DESCRIPTION OF THE TASK ▸ In the quotations on the parable of the two builders, what does Hendriksen say it means to live?

READING TEXT ▸
>> begin
The real issue is the truth behind Jesus’ words, the truth which prompts Jesus’ warning.  Either there is a hell to be shunned, or there is not.  If there is not, then Jesus’ entire credibility is shattered, for he himself speaks twice as often of hell as of heaven.  (D. A. Carson, Jesus’ Sermon on the Mount, 142)

  • Both of the men mentioned in this parable are builders, for to live means to build. Every ambition a man cherishes, every thought he conceives, every word he speaks, and every deed he performs is, as it were, a building block.  Gradually the structure of his life rises.  Not all builders are the same, however.  Some are sensible, some foolish.  (William Hendriksen, New Testament Commentary: Matthew, 379)
  • Now the two builders also have this in common that both erect their house in a valley containing the bed of a water-course. During the dry season this bed is dry or nearly so, with the result that there is no harm to either house.  (William Hendriksen, New Testament Commentary: Matthew, 379)
  • Jesus demonstrates familiarity with current building techniques in this parable, perhaps a reflection of his own training in his father’s trade as a carpenter (13:55). (Michael J. Wilkins, The NIV Application Commentary: Matthew, 327)
  • (v. 24) Since by means of what he says and commands he reveals his own heart, his very being, it is certainly also correct to say that, as far as the interpretation or spiritual meaning of the parable is concerned, Christ himself is the Rock (Isa 28:16, cf. 1 Pt 2:6; Rom 9:33; 1 Cor 3:11; 10:4). What is said about God as the believers’ Rock (Dt 32:15, 18; Ps 18:2; 89:26; and Isa 17:10) is also applicable to Christ.  (William Hendriksen, New Testament Commentary: Matthew, 380)
  • (v. 25) In the OT, and also elsewhere in Jewish writings, the storm sometimes serves as a symbol for God’s judgment (see Ez 13:10ff.), especially God’s eschatological judgment; his final judgment. No power was more certain to evoke fear in pre-nuclear man than the unleashed fury of nature’s violence–the symbol was therefore apt.  (D. A. Carson, Jesus’ Sermon on the Mount, 141)
  • (vss. 25 & 27) What does He mean by the rain? I think He means things like illness, loss or disappointment, something going wrong in your life; something on which you were banking suddenly collapsing before your eyes; perhaps being let down by somebody else, or experiencing some grievous disappointment, a sudden change for the worse in your circumstances, or overwhelming grief and bereavement.  (D. Martyn Lloyd-Jones, Studies in the Sermon on the Mount, 568)
  • (vss. 25 & 27) But not only did the rain descend; our Lord tells us that the floods came and beat upon the house. I always think that this represents, in general, the world, using that term in its biblical sense, as meaning the worldly outlook, the worldly type of life.  Whether we like it or not and whether we are true believers or false, the world comes beating against this house of ours, hurling itself in its full flood tide against us.  (D. Martyn Lloyd-Jones, Studies in the Sermon on the Mount, 568-9)
>> end
RECORDS ▸
>> begin
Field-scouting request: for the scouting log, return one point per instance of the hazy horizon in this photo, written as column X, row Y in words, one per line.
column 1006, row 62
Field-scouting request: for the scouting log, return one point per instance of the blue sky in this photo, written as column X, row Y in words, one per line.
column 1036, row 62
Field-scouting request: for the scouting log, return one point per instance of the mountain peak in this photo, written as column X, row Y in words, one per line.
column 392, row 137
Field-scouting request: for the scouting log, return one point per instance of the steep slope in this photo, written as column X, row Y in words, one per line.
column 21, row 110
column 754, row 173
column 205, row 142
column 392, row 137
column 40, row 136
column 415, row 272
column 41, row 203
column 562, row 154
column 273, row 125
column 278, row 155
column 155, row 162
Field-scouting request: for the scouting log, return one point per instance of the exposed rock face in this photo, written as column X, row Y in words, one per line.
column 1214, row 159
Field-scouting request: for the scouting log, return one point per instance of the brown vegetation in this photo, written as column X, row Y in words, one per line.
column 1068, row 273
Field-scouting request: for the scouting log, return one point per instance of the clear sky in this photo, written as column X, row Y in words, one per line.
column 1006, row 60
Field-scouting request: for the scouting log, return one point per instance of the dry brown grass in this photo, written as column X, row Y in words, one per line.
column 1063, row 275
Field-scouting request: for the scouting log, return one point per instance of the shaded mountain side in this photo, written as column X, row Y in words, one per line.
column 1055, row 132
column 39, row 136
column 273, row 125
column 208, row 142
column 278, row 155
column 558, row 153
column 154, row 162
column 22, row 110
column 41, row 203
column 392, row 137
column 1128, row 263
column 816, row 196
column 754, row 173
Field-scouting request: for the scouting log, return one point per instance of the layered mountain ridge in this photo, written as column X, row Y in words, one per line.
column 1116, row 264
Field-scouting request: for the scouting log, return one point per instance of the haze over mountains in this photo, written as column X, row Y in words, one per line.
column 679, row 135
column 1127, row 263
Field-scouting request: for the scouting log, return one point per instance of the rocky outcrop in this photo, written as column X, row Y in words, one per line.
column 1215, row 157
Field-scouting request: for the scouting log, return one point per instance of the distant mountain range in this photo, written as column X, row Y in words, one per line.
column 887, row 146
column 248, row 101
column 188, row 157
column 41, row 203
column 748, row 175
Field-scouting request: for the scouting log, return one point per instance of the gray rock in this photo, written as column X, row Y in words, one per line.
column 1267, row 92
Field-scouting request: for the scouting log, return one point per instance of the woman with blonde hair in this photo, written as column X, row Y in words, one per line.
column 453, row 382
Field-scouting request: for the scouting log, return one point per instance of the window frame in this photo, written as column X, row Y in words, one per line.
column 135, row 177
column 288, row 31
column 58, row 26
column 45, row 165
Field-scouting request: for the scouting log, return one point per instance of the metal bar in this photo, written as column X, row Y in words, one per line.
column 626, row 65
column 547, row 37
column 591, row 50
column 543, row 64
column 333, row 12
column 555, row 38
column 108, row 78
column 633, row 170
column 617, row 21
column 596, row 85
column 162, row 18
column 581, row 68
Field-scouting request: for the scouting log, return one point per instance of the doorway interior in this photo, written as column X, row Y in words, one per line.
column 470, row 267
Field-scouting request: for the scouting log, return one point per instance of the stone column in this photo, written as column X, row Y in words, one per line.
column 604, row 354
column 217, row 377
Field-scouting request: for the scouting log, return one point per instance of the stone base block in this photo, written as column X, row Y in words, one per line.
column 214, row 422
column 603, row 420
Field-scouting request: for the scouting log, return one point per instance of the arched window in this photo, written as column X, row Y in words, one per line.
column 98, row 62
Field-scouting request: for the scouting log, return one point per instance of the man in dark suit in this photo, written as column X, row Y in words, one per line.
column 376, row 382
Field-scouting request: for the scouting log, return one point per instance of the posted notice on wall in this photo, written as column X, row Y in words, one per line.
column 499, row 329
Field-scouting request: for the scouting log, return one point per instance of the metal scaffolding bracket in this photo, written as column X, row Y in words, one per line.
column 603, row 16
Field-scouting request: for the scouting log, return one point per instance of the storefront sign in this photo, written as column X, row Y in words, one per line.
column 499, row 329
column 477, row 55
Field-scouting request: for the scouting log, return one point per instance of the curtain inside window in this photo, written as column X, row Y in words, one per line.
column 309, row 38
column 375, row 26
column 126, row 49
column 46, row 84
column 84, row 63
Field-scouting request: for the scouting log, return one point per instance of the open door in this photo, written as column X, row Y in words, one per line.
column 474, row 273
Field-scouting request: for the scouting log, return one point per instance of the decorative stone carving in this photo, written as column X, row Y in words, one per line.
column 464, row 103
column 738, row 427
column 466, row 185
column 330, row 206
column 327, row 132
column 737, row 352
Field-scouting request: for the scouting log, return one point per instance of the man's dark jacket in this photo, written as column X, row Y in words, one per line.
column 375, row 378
>> end
EXERCISE ANSWER ▸ To live means to build.